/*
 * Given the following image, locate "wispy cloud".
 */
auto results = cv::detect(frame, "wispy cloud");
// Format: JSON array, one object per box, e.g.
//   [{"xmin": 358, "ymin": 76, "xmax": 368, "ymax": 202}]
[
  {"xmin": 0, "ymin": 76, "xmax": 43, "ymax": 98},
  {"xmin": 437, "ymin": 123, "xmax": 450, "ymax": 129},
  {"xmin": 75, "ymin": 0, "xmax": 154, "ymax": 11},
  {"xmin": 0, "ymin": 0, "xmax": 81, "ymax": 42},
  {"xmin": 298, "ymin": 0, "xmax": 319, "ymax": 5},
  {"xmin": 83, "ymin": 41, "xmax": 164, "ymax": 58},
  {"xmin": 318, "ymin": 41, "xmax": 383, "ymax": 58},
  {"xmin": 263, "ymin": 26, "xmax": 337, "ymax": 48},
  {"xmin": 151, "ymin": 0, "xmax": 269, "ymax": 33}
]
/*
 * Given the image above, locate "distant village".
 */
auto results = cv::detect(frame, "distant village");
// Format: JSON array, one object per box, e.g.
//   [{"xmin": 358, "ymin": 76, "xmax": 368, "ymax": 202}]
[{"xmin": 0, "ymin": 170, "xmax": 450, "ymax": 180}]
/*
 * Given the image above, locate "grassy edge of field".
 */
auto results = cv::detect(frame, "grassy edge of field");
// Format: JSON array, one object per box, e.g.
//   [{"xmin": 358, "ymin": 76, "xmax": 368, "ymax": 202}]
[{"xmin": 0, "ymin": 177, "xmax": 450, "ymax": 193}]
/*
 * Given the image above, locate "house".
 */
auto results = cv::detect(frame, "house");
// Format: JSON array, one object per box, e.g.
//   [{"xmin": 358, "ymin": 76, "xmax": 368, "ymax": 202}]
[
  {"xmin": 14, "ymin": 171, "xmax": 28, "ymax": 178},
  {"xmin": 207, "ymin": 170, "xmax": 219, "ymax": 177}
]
========
▸ Challenge
Please pick out every line in the listing above that contains the string "wispy" and copy each one. Case counts, so a line matches only if its letters agree in uppercase and lowercase.

▸ Complete response
 * Given the following image, locate "wispy cloud".
auto results = cv::detect(frame, "wispy cloud");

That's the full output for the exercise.